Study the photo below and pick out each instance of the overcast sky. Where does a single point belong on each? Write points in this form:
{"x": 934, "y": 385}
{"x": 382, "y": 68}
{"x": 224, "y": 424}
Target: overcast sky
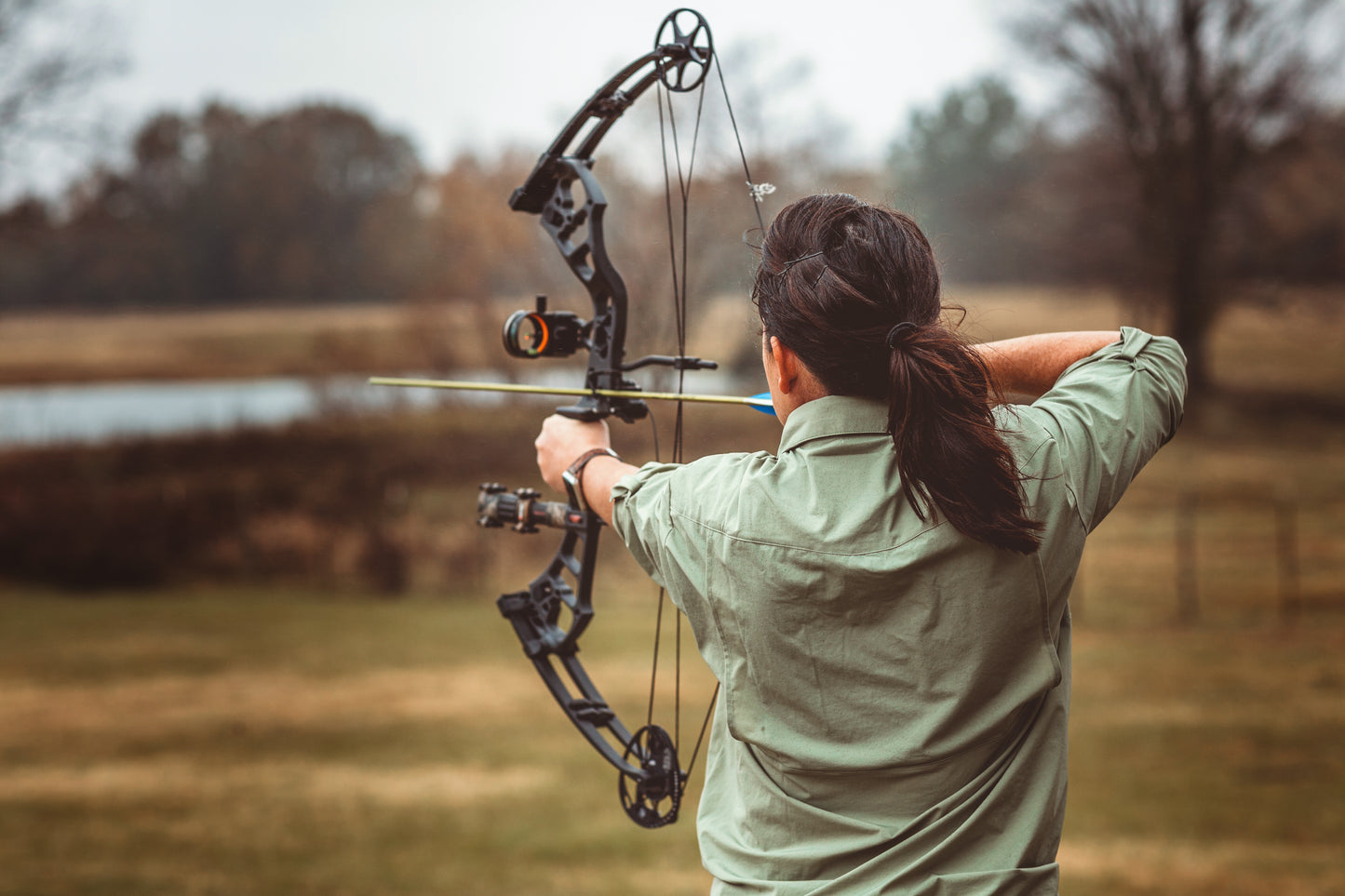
{"x": 455, "y": 74}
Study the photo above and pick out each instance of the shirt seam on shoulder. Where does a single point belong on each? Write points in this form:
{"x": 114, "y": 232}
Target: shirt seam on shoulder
{"x": 764, "y": 542}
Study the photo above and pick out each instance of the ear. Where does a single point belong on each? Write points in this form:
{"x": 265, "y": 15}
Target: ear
{"x": 786, "y": 364}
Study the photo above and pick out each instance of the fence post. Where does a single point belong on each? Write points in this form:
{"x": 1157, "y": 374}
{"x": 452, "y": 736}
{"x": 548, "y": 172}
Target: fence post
{"x": 1188, "y": 596}
{"x": 1286, "y": 545}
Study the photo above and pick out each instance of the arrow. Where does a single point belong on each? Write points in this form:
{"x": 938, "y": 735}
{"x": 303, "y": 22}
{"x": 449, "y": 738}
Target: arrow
{"x": 760, "y": 401}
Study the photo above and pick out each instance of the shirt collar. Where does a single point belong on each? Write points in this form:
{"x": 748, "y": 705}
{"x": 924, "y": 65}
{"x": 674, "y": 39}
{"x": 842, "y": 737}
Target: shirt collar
{"x": 833, "y": 416}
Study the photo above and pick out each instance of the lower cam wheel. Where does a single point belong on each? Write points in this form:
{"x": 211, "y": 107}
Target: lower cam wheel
{"x": 652, "y": 798}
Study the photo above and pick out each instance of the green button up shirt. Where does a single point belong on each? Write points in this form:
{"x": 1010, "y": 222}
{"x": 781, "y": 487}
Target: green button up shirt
{"x": 894, "y": 694}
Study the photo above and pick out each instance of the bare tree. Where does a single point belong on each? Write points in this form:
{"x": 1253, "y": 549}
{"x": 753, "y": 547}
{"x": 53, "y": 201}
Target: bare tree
{"x": 1194, "y": 92}
{"x": 48, "y": 60}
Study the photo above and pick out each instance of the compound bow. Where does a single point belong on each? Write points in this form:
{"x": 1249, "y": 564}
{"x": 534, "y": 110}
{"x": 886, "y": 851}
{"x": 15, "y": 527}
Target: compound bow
{"x": 550, "y": 615}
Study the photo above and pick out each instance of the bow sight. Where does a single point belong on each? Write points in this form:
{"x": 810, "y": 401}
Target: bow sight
{"x": 555, "y": 608}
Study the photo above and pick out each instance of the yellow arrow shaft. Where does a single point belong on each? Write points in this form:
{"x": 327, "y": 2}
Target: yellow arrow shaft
{"x": 564, "y": 391}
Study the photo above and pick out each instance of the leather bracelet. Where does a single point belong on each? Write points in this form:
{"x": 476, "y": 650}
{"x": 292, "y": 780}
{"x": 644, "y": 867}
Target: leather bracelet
{"x": 573, "y": 475}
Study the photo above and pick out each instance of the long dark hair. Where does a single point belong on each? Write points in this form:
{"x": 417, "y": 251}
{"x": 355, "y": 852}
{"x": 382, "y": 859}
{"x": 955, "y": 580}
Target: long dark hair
{"x": 853, "y": 289}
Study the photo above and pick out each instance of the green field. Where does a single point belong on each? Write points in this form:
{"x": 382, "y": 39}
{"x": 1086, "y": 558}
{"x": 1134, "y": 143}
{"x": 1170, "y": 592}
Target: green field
{"x": 266, "y": 742}
{"x": 266, "y": 739}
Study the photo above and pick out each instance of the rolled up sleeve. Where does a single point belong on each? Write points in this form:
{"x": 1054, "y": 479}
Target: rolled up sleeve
{"x": 1111, "y": 412}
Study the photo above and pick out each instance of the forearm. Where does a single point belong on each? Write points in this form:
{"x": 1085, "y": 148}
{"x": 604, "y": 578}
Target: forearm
{"x": 600, "y": 476}
{"x": 562, "y": 441}
{"x": 1032, "y": 365}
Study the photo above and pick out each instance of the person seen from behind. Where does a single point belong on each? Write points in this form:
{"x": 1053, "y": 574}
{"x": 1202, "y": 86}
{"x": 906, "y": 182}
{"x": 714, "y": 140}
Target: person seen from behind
{"x": 884, "y": 599}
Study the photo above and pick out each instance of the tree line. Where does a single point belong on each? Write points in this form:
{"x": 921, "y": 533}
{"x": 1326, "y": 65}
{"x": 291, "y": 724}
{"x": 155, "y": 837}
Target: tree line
{"x": 1199, "y": 162}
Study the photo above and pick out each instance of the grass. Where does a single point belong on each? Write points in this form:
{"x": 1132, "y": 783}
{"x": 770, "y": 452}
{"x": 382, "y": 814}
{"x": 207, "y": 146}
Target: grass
{"x": 263, "y": 742}
{"x": 211, "y": 740}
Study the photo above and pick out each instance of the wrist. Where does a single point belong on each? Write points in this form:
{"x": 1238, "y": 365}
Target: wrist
{"x": 573, "y": 475}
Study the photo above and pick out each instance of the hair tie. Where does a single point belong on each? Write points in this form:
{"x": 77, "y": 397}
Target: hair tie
{"x": 900, "y": 335}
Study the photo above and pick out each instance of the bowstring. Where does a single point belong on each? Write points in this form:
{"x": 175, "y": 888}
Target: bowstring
{"x": 679, "y": 304}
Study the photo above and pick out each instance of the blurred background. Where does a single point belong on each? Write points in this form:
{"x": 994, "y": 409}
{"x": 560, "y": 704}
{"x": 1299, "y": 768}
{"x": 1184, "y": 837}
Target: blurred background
{"x": 248, "y": 636}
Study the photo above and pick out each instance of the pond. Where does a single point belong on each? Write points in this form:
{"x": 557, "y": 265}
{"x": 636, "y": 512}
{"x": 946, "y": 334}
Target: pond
{"x": 99, "y": 412}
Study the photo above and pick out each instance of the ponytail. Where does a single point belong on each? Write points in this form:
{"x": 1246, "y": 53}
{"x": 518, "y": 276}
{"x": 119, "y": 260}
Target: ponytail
{"x": 949, "y": 452}
{"x": 853, "y": 289}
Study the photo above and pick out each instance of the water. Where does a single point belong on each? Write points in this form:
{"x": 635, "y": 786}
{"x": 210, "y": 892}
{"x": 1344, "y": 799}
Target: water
{"x": 90, "y": 413}
{"x": 100, "y": 412}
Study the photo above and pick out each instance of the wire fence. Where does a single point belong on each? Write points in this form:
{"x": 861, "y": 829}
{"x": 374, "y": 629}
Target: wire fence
{"x": 1215, "y": 558}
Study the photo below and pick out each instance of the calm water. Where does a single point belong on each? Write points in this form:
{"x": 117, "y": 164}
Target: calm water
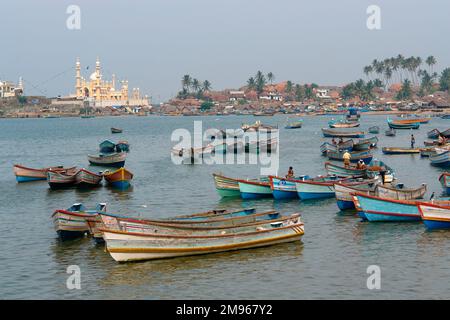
+ + + +
WORK REQUIRED - Across the material above, how many lines have the word "below" in them? Answer with a bare number.

RESPONSE - 2